- **The request**: Copy the entries below word for word, leaving out the pictures.
— BEGIN Supplied material —
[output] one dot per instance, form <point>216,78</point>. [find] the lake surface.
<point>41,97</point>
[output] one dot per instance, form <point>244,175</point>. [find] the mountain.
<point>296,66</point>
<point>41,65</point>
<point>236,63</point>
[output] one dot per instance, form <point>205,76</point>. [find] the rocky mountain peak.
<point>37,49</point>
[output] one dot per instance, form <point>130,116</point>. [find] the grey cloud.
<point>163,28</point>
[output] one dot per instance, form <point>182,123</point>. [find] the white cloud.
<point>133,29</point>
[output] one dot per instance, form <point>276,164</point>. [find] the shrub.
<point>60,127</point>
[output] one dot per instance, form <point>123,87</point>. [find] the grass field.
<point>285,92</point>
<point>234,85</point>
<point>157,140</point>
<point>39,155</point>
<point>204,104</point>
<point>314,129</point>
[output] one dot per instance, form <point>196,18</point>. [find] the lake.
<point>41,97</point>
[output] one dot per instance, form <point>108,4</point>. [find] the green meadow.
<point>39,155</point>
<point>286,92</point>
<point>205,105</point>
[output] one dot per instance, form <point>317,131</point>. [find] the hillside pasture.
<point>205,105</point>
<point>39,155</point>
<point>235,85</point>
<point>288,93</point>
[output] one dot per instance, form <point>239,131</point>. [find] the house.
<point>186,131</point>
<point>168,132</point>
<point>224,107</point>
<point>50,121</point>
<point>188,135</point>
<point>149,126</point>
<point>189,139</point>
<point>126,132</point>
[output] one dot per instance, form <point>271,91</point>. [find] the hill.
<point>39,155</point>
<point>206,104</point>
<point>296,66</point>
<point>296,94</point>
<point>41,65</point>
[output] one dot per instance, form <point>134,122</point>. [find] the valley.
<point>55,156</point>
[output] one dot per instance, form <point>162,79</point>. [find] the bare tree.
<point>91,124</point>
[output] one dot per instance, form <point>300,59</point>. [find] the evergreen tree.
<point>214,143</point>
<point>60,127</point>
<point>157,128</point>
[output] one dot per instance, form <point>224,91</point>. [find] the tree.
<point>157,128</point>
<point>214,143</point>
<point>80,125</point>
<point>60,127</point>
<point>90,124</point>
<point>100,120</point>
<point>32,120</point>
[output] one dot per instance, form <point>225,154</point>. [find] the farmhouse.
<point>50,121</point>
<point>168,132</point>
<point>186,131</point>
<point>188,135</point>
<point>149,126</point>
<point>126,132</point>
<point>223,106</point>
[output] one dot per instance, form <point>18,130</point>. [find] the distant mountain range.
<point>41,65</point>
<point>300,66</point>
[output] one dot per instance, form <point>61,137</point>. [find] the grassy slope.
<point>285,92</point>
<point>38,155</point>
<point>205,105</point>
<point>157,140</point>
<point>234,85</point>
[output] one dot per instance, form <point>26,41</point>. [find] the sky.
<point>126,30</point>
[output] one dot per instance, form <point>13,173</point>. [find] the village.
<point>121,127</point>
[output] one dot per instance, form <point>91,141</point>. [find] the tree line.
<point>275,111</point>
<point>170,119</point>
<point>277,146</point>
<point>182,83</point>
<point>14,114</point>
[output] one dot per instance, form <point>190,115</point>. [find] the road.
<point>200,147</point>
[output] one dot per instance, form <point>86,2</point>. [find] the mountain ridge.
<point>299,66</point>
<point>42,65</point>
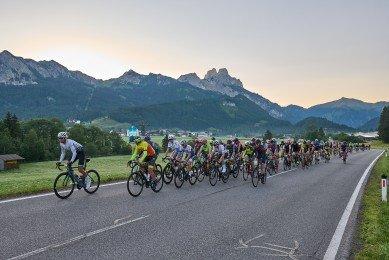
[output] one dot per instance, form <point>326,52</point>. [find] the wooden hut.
<point>9,161</point>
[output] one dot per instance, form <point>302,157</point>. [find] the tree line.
<point>36,139</point>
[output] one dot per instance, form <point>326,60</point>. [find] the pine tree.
<point>268,135</point>
<point>383,127</point>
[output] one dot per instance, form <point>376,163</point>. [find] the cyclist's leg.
<point>81,162</point>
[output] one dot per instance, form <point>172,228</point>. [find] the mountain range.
<point>218,101</point>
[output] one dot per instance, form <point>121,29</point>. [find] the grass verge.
<point>39,176</point>
<point>373,230</point>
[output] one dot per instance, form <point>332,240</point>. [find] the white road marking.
<point>52,193</point>
<point>245,243</point>
<point>282,172</point>
<point>333,247</point>
<point>276,250</point>
<point>77,238</point>
<point>121,219</point>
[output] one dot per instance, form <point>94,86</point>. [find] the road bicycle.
<point>170,170</point>
<point>251,169</point>
<point>184,173</point>
<point>217,173</point>
<point>287,162</point>
<point>65,182</point>
<point>140,178</point>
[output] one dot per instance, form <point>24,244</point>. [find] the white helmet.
<point>62,135</point>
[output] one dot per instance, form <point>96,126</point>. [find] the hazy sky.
<point>300,52</point>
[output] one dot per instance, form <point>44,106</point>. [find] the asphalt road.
<point>294,215</point>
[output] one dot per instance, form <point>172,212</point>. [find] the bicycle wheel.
<point>158,182</point>
<point>179,179</point>
<point>200,174</point>
<point>94,178</point>
<point>135,183</point>
<point>213,175</point>
<point>225,175</point>
<point>255,177</point>
<point>245,173</point>
<point>263,176</point>
<point>168,173</point>
<point>63,185</point>
<point>235,171</point>
<point>192,176</point>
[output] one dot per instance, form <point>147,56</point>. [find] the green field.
— END Supplied material —
- **Worked answer**:
[output] one dot per instance, form <point>216,78</point>. [find] the lake surface.
<point>41,97</point>
[output] one dot per instance, form <point>244,175</point>. [find] the mountain.
<point>296,66</point>
<point>41,65</point>
<point>236,63</point>
[output] one dot per instance, form <point>205,76</point>. [find] the rocky mountain peak.
<point>37,49</point>
[output] one dot per instance, form <point>130,116</point>. [find] the grey cloud.
<point>163,28</point>
[output] one dot per instance, form <point>182,123</point>. [find] the white cloud.
<point>133,29</point>
[output] one dot per instance, form <point>276,164</point>. [find] the shrub.
<point>60,127</point>
[output] one dot per instance, form <point>123,87</point>. [find] the grass field.
<point>285,92</point>
<point>234,85</point>
<point>157,140</point>
<point>39,155</point>
<point>204,104</point>
<point>314,129</point>
[output] one dot per instance, form <point>196,18</point>. [find] the lake.
<point>41,97</point>
[output] one dot per instance, form <point>108,4</point>. [find] the green meadow.
<point>39,155</point>
<point>286,92</point>
<point>205,105</point>
[output] one dot per instance, form <point>317,131</point>. [find] the hillside pasture.
<point>205,105</point>
<point>39,155</point>
<point>235,85</point>
<point>288,93</point>
[output] one dot per instance, form <point>239,131</point>. [find] the house.
<point>186,131</point>
<point>168,132</point>
<point>224,107</point>
<point>50,121</point>
<point>188,135</point>
<point>149,126</point>
<point>189,139</point>
<point>126,132</point>
[output] one dot per instance, form <point>271,91</point>. [find] the hill.
<point>39,155</point>
<point>206,104</point>
<point>296,66</point>
<point>296,94</point>
<point>41,65</point>
[output] one dot per instance, form <point>134,122</point>. [find] the valley.
<point>55,156</point>
[output] one dot per instance, form <point>162,79</point>. [find] the bare tree.
<point>91,124</point>
[output] one dot per instance, form <point>300,59</point>. [find] the evergreen tree.
<point>214,143</point>
<point>60,127</point>
<point>157,128</point>
[output] one dot per instance, form <point>224,91</point>. [find] the tree.
<point>157,128</point>
<point>214,143</point>
<point>80,125</point>
<point>60,127</point>
<point>90,124</point>
<point>100,120</point>
<point>32,120</point>
[output] one dot per instance, form <point>225,154</point>. [find] the farmhouse.
<point>50,121</point>
<point>168,132</point>
<point>186,131</point>
<point>188,135</point>
<point>149,126</point>
<point>126,132</point>
<point>223,106</point>
[output] one dot per instance, form <point>18,130</point>. [find] the distant mountain range.
<point>41,65</point>
<point>300,66</point>
[output] one dot per instance, form <point>61,137</point>. [find] the grassy slope.
<point>285,92</point>
<point>38,155</point>
<point>205,105</point>
<point>157,140</point>
<point>234,85</point>
[output] one dot per instance, form <point>26,41</point>. [find] the sky.
<point>126,30</point>
[output] one dot per instance, form <point>13,173</point>. [find] the village.
<point>121,127</point>
[output] one dot per instance, form <point>91,141</point>. [find] the tree line.
<point>275,111</point>
<point>170,119</point>
<point>277,146</point>
<point>182,83</point>
<point>14,114</point>
[output] one dot per instance, form <point>190,115</point>. [find] the road.
<point>200,147</point>
[output] one dot per instance, form <point>86,2</point>. [find] the mountain ridge.
<point>299,66</point>
<point>42,65</point>
[output] one dot per instance, form <point>326,52</point>. [find] the wooden hut.
<point>9,161</point>
[output] one dot per instance, form <point>302,157</point>. [find] the tree line.
<point>36,139</point>
[output] one dot per instance, form <point>326,60</point>. [find] the pine tree.
<point>268,135</point>
<point>383,127</point>
[output] one dot per instance, form <point>376,163</point>. [find] the cyclist's leg.
<point>81,162</point>
[output] one dot per instance, form <point>172,228</point>. [find] the mountain range.
<point>218,101</point>
[output] one dot per instance, form <point>121,29</point>. [find] the grass verge.
<point>39,176</point>
<point>373,230</point>
[output] one dot per instance, form <point>332,240</point>. [find] the white road marking.
<point>52,193</point>
<point>245,243</point>
<point>282,172</point>
<point>333,247</point>
<point>276,250</point>
<point>77,238</point>
<point>121,219</point>
[output] one dot per instance, form <point>94,86</point>. [find] the road bicycle.
<point>170,170</point>
<point>251,169</point>
<point>184,173</point>
<point>217,173</point>
<point>287,162</point>
<point>65,182</point>
<point>140,178</point>
[output] one dot per instance, form <point>24,244</point>. [find] the white helmet.
<point>62,135</point>
[output] one dot per instance, form <point>96,126</point>. [find] the hazy sky.
<point>300,52</point>
[output] one dot per instance, form <point>44,106</point>. [find] the asphalt road.
<point>294,215</point>
[output] one dot per instance, form <point>172,212</point>. [find] the bicycle wheel.
<point>158,182</point>
<point>179,179</point>
<point>200,174</point>
<point>94,178</point>
<point>135,183</point>
<point>213,175</point>
<point>225,175</point>
<point>255,177</point>
<point>245,173</point>
<point>263,176</point>
<point>168,173</point>
<point>63,185</point>
<point>235,171</point>
<point>192,176</point>
[output] one dot per instance, form <point>147,56</point>. [find] the green field.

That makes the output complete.